_TASK TO COMPLETE_
Copy out the stretch of the data entries below from the line containing "Target: arched ceiling" through the line containing "top-left (0, 0), bottom-right (735, 1105)", including both of those lines, with every character unchanged.

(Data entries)
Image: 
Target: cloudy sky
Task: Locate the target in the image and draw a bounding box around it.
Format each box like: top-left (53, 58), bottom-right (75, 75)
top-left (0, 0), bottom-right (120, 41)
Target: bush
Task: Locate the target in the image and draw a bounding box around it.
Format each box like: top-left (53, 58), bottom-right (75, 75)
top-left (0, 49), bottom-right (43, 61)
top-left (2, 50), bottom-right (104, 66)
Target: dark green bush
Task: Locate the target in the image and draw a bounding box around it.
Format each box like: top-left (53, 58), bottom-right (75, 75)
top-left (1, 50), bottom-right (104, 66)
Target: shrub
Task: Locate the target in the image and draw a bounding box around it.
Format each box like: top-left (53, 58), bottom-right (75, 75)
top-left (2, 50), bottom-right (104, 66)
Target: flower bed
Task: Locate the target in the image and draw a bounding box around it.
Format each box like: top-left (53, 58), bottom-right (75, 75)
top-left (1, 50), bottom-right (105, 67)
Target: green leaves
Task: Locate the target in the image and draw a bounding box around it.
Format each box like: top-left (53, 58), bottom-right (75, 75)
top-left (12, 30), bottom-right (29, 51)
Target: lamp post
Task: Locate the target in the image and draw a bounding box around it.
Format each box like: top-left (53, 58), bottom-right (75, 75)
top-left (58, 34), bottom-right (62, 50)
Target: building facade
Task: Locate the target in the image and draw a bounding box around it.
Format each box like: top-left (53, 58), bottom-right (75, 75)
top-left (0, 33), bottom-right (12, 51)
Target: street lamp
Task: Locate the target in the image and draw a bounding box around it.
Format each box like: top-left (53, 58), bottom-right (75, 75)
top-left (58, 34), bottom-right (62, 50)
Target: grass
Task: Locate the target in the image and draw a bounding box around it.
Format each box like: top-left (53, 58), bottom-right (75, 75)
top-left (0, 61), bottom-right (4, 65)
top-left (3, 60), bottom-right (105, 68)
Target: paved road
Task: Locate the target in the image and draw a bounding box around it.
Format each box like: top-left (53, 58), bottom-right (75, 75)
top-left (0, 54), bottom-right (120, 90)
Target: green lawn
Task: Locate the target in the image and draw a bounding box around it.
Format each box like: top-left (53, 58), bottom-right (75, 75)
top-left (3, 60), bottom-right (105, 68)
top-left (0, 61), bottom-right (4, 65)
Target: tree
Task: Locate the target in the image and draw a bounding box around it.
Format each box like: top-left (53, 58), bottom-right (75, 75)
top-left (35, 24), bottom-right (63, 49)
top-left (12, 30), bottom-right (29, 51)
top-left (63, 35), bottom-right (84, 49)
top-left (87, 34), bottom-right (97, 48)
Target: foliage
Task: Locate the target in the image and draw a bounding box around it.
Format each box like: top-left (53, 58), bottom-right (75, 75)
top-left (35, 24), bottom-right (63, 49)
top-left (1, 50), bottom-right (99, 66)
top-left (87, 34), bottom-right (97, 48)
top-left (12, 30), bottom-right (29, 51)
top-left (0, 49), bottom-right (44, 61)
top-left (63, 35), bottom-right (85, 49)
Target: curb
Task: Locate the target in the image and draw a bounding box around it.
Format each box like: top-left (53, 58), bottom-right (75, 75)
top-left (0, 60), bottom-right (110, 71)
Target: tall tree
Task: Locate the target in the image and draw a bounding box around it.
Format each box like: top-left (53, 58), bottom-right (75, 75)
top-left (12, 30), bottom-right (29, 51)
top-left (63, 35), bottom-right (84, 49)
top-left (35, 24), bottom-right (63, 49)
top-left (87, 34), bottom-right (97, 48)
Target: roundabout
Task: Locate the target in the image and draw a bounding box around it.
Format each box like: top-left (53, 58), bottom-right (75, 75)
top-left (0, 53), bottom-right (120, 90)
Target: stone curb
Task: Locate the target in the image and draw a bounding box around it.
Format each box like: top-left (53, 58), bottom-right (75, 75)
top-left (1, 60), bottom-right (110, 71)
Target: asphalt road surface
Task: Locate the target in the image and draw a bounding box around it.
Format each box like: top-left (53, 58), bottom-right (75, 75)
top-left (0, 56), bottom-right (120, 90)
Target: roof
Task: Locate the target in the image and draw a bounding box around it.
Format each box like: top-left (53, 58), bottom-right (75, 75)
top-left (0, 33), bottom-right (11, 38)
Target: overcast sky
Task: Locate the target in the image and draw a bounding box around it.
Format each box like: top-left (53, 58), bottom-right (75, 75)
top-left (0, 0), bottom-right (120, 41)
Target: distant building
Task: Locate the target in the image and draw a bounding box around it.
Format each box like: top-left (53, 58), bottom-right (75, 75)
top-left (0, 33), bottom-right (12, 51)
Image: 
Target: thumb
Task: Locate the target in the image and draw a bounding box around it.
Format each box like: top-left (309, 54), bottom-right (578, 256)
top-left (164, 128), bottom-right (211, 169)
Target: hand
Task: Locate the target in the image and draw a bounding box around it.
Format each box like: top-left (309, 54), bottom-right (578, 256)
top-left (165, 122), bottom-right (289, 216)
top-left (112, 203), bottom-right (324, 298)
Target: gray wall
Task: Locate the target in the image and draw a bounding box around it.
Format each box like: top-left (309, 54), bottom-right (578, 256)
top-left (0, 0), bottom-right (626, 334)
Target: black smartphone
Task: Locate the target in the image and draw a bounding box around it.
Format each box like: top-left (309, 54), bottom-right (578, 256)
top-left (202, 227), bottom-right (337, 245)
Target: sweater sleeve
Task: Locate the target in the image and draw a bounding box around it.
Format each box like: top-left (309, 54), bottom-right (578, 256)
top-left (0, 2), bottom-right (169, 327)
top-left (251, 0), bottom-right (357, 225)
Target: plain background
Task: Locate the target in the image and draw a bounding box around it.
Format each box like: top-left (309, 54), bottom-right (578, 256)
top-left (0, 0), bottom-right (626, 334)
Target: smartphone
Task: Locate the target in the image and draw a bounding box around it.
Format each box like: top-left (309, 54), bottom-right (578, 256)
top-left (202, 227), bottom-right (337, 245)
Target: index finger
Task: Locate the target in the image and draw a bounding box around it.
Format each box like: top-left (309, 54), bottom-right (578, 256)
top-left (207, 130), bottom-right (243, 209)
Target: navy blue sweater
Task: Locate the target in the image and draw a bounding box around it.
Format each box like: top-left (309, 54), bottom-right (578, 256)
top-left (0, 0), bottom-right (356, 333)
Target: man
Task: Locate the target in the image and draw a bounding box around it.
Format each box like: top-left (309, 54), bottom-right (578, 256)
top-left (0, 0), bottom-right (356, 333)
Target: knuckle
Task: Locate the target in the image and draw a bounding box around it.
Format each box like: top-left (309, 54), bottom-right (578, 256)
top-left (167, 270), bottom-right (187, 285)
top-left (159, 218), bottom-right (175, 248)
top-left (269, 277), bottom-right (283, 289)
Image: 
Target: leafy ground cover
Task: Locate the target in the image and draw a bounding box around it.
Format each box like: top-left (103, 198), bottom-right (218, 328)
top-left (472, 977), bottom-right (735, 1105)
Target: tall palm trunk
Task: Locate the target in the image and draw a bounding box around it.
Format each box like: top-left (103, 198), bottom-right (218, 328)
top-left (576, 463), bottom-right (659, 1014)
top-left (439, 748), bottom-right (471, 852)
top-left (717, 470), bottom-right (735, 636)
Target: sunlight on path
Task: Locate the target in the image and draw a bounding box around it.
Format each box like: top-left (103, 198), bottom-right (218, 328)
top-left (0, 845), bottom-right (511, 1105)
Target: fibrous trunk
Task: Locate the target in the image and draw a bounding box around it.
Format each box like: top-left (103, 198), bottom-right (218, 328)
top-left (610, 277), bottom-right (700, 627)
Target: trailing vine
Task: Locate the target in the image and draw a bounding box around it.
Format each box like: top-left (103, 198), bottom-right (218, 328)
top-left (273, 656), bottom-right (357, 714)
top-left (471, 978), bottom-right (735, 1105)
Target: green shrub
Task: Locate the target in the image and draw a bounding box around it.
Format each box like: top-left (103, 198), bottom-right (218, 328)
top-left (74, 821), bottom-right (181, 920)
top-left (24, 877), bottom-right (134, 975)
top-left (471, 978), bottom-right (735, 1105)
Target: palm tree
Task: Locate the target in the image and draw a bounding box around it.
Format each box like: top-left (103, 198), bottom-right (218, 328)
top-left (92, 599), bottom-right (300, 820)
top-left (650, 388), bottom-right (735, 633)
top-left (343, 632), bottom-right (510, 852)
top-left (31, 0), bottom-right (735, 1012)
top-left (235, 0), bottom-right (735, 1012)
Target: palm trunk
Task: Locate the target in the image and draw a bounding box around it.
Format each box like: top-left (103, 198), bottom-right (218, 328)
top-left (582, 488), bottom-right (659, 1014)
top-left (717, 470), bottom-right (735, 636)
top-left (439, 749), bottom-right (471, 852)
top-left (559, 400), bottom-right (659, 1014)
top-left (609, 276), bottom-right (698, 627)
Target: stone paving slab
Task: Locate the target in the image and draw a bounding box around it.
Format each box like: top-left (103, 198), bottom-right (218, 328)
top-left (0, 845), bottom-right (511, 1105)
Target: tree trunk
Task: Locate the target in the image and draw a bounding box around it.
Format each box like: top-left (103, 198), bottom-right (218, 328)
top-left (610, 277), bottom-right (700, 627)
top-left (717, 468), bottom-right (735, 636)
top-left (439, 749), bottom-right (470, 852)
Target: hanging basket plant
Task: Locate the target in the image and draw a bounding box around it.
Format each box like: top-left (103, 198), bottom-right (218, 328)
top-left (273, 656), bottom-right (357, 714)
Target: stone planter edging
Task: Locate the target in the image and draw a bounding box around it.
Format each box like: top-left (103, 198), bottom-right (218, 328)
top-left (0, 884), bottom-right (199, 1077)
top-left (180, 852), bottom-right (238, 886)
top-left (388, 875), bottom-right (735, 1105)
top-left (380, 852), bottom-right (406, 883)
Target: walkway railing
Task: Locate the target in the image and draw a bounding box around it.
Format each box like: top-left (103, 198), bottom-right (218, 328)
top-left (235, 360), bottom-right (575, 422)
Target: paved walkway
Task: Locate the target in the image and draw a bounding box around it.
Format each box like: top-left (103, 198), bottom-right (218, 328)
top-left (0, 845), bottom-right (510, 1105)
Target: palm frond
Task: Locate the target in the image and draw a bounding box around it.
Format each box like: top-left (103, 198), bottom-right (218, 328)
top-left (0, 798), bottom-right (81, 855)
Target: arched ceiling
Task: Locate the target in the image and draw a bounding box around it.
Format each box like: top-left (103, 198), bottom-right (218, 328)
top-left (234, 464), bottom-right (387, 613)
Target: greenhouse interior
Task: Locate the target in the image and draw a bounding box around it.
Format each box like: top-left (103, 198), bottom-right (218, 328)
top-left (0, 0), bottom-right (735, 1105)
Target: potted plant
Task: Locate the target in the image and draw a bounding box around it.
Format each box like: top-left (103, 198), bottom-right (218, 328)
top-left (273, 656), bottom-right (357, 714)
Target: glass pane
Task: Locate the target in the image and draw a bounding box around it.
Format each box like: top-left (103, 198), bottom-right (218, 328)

_EXERCISE ANSWER_
Target: arched ceiling
Task: Locate the target in the image and draw a bounding box around it.
Format each box like: top-left (103, 198), bottom-right (218, 328)
top-left (234, 464), bottom-right (387, 613)
Target: greenhouse interior
Task: Locate the target in the image and draw a bounding box around it.
Format each box like: top-left (103, 198), bottom-right (218, 328)
top-left (0, 0), bottom-right (735, 1105)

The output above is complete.